With no line omitted, restate the records below exactly as they appear.

+++ Data section

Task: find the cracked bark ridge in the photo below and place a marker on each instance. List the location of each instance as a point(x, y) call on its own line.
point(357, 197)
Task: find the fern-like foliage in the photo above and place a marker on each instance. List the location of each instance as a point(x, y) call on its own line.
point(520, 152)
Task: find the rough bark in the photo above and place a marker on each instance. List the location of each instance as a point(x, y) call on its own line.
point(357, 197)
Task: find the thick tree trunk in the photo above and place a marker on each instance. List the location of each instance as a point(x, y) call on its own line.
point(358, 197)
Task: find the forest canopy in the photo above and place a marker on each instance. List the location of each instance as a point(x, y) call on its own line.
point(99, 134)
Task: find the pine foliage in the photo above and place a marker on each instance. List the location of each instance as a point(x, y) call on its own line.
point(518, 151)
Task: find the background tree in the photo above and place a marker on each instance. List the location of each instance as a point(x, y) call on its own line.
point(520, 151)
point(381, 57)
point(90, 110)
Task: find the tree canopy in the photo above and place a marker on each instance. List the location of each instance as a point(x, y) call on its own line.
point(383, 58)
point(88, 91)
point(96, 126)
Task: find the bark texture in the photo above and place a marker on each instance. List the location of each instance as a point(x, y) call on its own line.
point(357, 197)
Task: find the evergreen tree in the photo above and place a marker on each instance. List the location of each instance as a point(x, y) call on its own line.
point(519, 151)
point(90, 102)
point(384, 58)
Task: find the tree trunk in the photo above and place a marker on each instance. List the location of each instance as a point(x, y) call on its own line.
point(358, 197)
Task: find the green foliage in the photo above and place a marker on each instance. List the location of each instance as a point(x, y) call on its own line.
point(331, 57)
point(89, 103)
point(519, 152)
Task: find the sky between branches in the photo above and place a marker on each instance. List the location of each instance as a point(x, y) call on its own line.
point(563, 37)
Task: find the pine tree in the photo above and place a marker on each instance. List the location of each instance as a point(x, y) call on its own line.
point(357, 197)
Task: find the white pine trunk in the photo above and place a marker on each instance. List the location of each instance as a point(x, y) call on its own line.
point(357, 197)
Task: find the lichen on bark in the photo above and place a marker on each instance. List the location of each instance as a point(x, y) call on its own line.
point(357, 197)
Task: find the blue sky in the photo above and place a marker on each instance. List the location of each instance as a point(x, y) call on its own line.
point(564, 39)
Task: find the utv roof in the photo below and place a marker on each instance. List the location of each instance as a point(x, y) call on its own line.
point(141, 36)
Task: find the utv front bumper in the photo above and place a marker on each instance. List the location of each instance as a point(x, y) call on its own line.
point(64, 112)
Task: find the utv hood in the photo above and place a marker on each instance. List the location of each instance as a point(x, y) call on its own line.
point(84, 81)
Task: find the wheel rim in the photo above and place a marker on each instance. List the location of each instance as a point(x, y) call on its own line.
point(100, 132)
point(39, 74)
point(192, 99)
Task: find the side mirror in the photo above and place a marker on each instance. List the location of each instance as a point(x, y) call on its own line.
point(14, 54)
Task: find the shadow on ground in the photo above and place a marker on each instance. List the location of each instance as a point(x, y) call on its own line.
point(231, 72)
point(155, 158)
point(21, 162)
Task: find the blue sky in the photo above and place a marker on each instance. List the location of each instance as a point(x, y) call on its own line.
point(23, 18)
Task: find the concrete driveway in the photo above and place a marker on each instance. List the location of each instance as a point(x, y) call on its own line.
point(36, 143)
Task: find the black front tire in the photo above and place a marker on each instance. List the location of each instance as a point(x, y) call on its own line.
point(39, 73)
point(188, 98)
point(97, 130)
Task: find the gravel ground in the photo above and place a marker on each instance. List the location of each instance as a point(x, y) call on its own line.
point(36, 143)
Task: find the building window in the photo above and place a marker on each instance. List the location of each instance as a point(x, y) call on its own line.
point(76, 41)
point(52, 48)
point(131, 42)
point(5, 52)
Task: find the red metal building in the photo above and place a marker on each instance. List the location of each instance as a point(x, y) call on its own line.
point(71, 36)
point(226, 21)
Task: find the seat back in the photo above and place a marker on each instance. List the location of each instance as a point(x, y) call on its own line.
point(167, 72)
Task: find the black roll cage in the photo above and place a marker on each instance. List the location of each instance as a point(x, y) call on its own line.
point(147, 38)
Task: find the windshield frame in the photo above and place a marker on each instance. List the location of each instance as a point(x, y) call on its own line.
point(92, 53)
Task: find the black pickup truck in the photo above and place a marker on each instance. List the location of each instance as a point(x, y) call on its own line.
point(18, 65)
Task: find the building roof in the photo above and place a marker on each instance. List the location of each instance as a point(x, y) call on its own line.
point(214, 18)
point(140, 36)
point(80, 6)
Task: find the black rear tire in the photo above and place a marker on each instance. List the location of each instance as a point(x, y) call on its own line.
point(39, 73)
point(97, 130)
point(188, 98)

++++++

Completed task >>
Task: find the cracked bark ridge in the photo below and place a marker on each instance. List the location of each instance as a point(x, y) call on its own line.
point(357, 197)
Task: find the fern-like foliage in the photo above and place a marker on each instance. List the location of each instance as a point(x, y) call on its own line.
point(520, 152)
Task: find the rough bark in the photo above and place a marker on each instance. List the location of each instance as a point(x, y) call on its own line.
point(357, 197)
Task: find the thick tree trunk in the photo above and place a marker on each instance. List the location of each instance as a point(x, y) call on its own line.
point(358, 197)
Task: find the forest canopy in the photo above and place a marker on each instance. List the location of each instance as a point(x, y) call on its own line.
point(99, 134)
Task: find the pine foliage in the photo above and place a marker on each instance. List the location of each instance as a point(x, y) call on its own line.
point(518, 151)
Task: find the background tree in the photo above and place a marker on each instance. List the location of each instance as a point(x, y) call on its own line.
point(520, 151)
point(381, 57)
point(90, 110)
Task: find the tree canopy in the photo above and place a marker on each instance. List the location of each instance as a point(x, y) call on its own line.
point(383, 58)
point(88, 91)
point(96, 126)
Task: find the bark texture in the photo above and place a marker on each instance. List the location of each instance as a point(x, y) call on its own line.
point(357, 197)
Task: find the evergreen tree in the photo above and place a marker on each instance. List the location of each instance as a point(x, y) call on its own line.
point(519, 151)
point(90, 102)
point(384, 58)
Task: find the tree trunk in the photo above and place a marker on each instance. List the location of each instance as a point(x, y) call on its own line.
point(358, 197)
Task: find the green foliage in the photo above and place a marker on each instance. List the location of each instance as a point(x, y) call on its own line.
point(331, 57)
point(89, 103)
point(519, 152)
Task: find the sky between branches in the photo above and place a marker on each instance. List the location of each instance as a point(x, y) call on its own line.
point(563, 37)
Task: find the pine tree in the photo above and place a marker on each instance. List the location of each instance as a point(x, y) call on its own line.
point(357, 197)
Task: find the white pine trunk in the photo above and place a marker on each instance. List the location of each instance as a point(x, y) call on its own line.
point(357, 197)
Task: find the lichen on bark in the photo above and place a marker on each instance. List the location of each instance as a point(x, y) call on its own line.
point(357, 197)
Task: find the blue sky in the photo above and place a marker on each instance. List the location of each instance as a point(x, y) call on its own line.
point(564, 39)
Task: find the utv roof in the photo below and place a marker on each instance. List the location of each instance as a point(x, y) call on its own line.
point(141, 36)
Task: find the utv front bumper in the photo above and place a marker on each instance. List the location of each instance as a point(x, y) call on its own line.
point(64, 112)
Task: find the utv hood in the photo above and place a marker on each instance. List the location of each instance as a point(x, y) call on its own line.
point(84, 81)
Task: find the wheel rim in the photo above and place a marker on each instance. List the location of each instance as a point(x, y) call on its own line.
point(100, 132)
point(39, 74)
point(192, 99)
Task: find the side mirror in the photo above and place a marker on each instance. List the location of each instance as a point(x, y) call on its own line.
point(14, 54)
Task: find the shadow on ground in the photo above and place a marker on each instance. List the location of each instance as a point(x, y) call on its own line.
point(231, 72)
point(155, 158)
point(21, 162)
Task: find the blue sky in the photo above and place a marker on each instance. List the location of each instance as a point(x, y) call on its own line.
point(23, 18)
Task: find the concrete driveway in the photo above and place a marker on each instance. List the location of each instance as a point(x, y) call on its own line.
point(36, 143)
Task: find the black front tire in the photo above and place a marker on each instance. List the location of each instance as a point(x, y) call on its own line.
point(39, 73)
point(188, 98)
point(97, 130)
Task: find the gravel ground in the photo above and place a marker on each instance. List the location of each instance as a point(x, y) call on its own line.
point(36, 143)
Task: find the building window in the photo above and place a marker on each instance. List the location of each instance as a point(x, y) call on its own line.
point(76, 41)
point(52, 48)
point(131, 42)
point(5, 52)
Task: find the red metal building in the photo above and place a marker on each instance. List the location of each instance as a point(x, y) call on its own line.
point(71, 36)
point(226, 21)
Task: find the seat back in the photo above and place a marker on each instance. List the location of each instance as a point(x, y) call on its own line.
point(167, 72)
Task: find the black roll cage in the photo above and place a marker on each instance. List the location of each instance as a point(x, y) call on its own line.
point(147, 38)
Task: find the windshield frame in the photo above and place a marker on each instance. List the location of each instance as a point(x, y) call on its own line.
point(92, 53)
Task: find the black pickup truck in the photo above and place a marker on each instance. List the location of each instance as a point(x, y) call on its own line.
point(18, 65)
Task: find the building roof in the photo above and place a marker on each instance. List the location of each instance as a point(x, y) call on its own line.
point(214, 18)
point(140, 36)
point(80, 6)
Task: find the black rear tire in the photo above and place a marker on each instance. List the location of each instance as a point(x, y) call on its own line.
point(39, 73)
point(97, 130)
point(188, 98)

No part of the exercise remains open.